[begin SOURCE TEXT]
Use comparison test to determine convergence $$\int_{1}^{\infty}\frac{\ln x}{\sinh x}dx$$
I tried several functions and failed to get integrable convergent bigger function.
Thanks for help.
 A: Since the integrand is continuous on $[1,+\infty)$, a potential problem is at $x \to +\infty$.
As suggested by André Nicolas, using
$$
\sinh x > x^3/6,\qquad x>0,
$$
gives
$$
\begin{align}
\int_{1}^{\infty}\frac{\ln x}{\sinh x}dx&<6\int_{1}^{\infty}\frac{\ln x}{x^3}dx\\\\
&=\left.-\frac{3}{x^2} \ln x\right|_1^{\infty}+3\int_{1}^{\infty}\frac1{x^3}dx\\\\
&=3 \left.\left(-\frac{1}{2 x^2}\right)\right|_1^{\infty}\\\\
&=\frac32.
\end{align}
$$ Your integral is then convergent.
A: For $x\ge0$, $e^{-x}\le1$, therefore,
$$
\begin{align}
\sinh(x)
[end SOURCE TEXT]
[begin GIVEN MATERIAL]
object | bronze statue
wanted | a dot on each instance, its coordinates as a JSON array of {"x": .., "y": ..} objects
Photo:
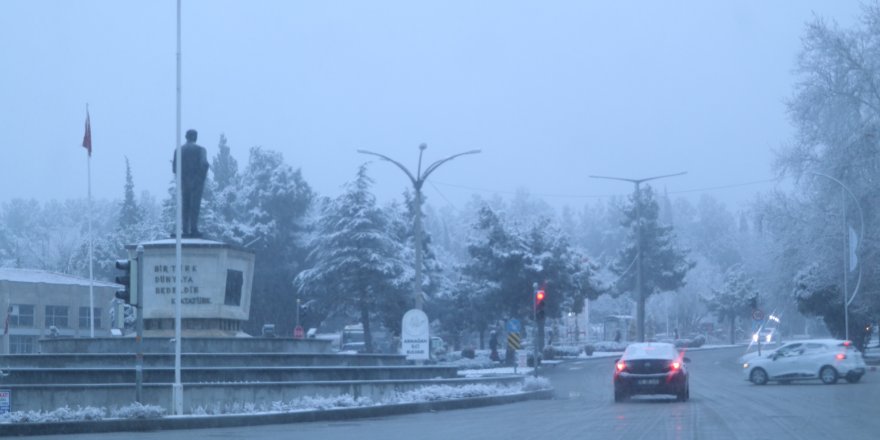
[end GIVEN MATERIAL]
### TASK LIST
- A) In the integral thread, list every different function that is integrated from 1 to infinity.
- B) Echo the part of the integral thread from "Use comparison test" to "convergent bigger function.".

### ANSWERS TO EACH TASK
- A)
- ln x / sinh x
- ln x / x^3
- 1 / x^3

- B)
Use comparison test to determine convergence $$\int_{1}^{\infty}\frac{\ln x}{\sinh x}dx$$
I tried several functions and failed to get integrable convergent bigger function.